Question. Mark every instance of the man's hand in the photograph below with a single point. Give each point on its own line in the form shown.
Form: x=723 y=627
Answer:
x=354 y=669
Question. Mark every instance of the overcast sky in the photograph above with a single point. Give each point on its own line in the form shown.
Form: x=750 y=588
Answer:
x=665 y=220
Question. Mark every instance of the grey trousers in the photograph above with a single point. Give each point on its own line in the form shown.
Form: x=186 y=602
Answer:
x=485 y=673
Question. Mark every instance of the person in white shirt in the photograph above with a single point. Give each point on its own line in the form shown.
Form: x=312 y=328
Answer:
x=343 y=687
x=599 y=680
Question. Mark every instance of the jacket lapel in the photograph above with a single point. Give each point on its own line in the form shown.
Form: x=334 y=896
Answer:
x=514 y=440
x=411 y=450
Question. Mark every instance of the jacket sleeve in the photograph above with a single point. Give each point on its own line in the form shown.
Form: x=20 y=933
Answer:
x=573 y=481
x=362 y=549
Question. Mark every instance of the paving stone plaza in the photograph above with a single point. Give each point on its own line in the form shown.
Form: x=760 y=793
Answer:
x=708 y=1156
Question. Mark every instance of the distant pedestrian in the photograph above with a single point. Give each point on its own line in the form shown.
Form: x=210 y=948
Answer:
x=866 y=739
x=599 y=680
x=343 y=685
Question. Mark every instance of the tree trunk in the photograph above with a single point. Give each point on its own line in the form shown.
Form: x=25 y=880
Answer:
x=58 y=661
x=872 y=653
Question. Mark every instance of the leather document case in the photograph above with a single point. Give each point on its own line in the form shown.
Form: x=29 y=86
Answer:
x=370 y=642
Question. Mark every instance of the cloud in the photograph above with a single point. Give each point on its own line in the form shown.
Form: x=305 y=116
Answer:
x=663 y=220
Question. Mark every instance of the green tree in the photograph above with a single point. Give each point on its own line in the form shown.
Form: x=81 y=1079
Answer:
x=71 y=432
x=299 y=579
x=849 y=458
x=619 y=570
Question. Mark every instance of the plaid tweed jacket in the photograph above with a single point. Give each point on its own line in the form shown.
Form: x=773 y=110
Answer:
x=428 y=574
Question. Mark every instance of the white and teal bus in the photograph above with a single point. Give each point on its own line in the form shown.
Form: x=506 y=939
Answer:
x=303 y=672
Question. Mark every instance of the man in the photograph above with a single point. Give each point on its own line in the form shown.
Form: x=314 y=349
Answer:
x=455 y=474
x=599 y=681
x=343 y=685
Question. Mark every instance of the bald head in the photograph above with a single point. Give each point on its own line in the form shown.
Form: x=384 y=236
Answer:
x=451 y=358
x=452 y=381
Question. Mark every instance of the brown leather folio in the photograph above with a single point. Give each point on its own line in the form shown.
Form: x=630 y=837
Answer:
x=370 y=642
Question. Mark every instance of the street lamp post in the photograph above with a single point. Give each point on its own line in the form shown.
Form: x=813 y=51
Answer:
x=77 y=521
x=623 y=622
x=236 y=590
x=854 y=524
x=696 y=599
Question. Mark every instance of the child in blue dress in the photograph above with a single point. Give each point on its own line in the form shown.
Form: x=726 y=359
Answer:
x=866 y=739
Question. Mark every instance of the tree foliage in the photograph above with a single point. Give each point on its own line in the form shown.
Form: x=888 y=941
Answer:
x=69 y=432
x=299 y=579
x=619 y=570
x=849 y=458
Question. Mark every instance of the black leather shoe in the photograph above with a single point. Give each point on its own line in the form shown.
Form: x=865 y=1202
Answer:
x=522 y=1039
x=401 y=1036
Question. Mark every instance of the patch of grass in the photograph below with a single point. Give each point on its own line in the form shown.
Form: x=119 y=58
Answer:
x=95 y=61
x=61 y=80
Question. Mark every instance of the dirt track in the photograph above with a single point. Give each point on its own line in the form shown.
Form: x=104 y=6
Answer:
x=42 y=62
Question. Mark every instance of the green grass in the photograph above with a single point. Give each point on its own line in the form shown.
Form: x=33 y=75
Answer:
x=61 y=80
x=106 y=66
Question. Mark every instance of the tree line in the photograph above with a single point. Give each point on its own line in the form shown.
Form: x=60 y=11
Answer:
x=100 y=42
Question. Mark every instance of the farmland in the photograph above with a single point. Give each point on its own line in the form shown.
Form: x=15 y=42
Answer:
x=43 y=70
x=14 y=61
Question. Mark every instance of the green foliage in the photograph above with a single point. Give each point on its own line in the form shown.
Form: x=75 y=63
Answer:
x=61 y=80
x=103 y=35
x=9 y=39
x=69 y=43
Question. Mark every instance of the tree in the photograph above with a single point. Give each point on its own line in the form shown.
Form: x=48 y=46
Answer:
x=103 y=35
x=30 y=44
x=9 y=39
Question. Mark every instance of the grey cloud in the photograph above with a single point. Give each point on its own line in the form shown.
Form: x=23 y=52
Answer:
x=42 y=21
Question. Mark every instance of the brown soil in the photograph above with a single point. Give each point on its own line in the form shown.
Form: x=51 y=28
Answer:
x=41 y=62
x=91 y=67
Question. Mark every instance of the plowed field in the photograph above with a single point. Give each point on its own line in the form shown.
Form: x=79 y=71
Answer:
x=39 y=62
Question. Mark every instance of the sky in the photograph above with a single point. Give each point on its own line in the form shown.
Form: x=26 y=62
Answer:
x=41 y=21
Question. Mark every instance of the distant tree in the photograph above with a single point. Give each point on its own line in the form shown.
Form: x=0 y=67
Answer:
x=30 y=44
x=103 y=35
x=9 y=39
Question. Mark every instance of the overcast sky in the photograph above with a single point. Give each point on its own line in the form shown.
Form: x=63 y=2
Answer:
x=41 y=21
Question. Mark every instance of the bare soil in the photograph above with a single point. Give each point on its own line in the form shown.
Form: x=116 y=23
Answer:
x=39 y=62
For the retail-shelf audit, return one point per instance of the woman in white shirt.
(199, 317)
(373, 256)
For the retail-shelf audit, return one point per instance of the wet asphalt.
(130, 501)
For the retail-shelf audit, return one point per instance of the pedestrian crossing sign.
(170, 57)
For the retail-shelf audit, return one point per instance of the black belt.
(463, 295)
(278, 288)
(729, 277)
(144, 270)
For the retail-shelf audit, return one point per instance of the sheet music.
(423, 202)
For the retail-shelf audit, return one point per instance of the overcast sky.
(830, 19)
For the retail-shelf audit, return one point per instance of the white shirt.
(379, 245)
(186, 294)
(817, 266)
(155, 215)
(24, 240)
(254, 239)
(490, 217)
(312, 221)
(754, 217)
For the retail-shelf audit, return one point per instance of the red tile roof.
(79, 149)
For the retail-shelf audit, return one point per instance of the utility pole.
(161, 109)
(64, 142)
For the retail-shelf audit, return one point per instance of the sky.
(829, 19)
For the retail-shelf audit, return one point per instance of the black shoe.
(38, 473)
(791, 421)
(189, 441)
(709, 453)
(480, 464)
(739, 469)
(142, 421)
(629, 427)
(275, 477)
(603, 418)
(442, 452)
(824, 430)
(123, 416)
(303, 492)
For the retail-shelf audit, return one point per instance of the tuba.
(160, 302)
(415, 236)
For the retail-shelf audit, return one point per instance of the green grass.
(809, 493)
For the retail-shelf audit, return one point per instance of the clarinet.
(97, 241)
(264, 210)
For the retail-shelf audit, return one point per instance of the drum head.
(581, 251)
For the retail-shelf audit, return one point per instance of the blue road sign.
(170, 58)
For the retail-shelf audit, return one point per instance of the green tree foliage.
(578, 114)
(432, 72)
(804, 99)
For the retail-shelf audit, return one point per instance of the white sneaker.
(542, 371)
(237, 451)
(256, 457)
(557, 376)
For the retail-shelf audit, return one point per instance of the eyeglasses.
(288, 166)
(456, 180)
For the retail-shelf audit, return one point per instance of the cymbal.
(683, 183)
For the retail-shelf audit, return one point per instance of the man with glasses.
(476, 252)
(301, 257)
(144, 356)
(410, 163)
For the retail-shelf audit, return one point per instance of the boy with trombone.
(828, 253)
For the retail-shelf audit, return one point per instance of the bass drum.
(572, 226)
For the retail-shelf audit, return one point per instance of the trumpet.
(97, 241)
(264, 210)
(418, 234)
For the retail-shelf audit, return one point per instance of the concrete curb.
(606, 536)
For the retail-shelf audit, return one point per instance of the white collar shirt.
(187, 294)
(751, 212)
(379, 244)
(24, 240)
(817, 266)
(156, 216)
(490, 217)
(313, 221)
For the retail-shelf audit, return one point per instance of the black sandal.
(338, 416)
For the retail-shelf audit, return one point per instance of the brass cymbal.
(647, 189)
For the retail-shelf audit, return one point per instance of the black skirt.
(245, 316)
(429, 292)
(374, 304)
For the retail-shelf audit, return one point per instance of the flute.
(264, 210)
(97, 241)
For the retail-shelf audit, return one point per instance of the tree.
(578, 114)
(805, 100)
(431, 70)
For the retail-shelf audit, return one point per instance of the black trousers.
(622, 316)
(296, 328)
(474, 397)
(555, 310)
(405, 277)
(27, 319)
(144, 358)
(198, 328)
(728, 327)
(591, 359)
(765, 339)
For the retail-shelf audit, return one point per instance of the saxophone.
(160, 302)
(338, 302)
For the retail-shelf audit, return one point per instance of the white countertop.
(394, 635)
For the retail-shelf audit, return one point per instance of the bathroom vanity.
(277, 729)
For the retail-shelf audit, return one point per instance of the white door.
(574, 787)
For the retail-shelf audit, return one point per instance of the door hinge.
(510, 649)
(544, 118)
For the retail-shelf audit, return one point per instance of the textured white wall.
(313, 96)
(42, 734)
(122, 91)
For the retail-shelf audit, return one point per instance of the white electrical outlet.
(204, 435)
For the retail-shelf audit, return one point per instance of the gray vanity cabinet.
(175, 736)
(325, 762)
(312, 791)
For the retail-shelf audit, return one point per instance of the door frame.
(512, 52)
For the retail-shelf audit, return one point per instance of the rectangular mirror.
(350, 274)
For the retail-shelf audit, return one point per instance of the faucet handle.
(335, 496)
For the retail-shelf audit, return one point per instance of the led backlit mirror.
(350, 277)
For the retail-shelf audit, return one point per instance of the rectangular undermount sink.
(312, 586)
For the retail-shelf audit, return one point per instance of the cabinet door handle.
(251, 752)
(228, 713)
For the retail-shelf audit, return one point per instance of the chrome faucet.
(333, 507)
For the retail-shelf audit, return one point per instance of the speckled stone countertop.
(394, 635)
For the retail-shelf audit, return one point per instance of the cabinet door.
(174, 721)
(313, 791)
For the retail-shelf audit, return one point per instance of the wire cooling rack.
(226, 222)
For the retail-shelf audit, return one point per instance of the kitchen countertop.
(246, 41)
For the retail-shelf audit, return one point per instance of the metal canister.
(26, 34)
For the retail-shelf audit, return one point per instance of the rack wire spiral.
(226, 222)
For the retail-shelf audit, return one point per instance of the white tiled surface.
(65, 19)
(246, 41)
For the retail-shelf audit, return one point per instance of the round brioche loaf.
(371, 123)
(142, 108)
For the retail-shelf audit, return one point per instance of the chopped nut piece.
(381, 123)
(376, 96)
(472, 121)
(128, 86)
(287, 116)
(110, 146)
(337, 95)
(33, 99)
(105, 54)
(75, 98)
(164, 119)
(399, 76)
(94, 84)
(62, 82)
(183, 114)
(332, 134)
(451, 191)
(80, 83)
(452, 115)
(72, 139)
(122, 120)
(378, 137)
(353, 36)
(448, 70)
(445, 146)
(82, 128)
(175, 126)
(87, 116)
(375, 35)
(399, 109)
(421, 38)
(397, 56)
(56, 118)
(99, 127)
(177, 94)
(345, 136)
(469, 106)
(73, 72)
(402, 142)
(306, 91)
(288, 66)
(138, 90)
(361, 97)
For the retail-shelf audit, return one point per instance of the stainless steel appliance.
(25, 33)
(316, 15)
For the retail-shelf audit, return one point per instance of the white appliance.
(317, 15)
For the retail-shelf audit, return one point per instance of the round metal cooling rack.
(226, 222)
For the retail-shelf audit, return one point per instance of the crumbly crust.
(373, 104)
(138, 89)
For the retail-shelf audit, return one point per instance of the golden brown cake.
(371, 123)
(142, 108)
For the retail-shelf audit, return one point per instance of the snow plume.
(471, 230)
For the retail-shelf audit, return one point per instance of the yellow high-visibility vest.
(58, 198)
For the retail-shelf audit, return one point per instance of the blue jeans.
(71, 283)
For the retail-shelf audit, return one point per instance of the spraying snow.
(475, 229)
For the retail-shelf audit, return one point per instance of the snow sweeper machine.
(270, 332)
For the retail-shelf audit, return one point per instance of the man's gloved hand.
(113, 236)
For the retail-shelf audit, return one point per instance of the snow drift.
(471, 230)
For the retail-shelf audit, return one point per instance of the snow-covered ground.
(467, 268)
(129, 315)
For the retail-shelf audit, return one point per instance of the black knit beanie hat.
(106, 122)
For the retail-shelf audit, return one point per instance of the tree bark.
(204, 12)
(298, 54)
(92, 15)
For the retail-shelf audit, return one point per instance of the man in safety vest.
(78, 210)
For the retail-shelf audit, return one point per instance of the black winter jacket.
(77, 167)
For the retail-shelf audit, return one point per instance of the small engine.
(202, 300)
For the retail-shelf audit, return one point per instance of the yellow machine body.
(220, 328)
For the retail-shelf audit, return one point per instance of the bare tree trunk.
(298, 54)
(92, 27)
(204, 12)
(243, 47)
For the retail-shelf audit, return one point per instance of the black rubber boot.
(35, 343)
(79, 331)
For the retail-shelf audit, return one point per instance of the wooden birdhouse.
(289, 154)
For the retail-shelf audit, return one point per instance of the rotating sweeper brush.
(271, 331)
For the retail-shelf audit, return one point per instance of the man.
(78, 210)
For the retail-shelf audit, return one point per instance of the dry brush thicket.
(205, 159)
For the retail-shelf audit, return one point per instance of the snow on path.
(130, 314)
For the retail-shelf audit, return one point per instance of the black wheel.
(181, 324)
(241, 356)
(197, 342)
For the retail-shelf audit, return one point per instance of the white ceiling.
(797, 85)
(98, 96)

[TASK BRIEF] Please copy out, word for word, the stretch of entries from the line containing "the black wheel." through the end of the entries.

[EXERCISE ANSWER]
For the retail-shelf audit, return one point per instance of the black wheel.
(181, 324)
(241, 356)
(197, 342)
For the retail-shelf audit, return one point per instance of the white ceiling.
(797, 85)
(98, 96)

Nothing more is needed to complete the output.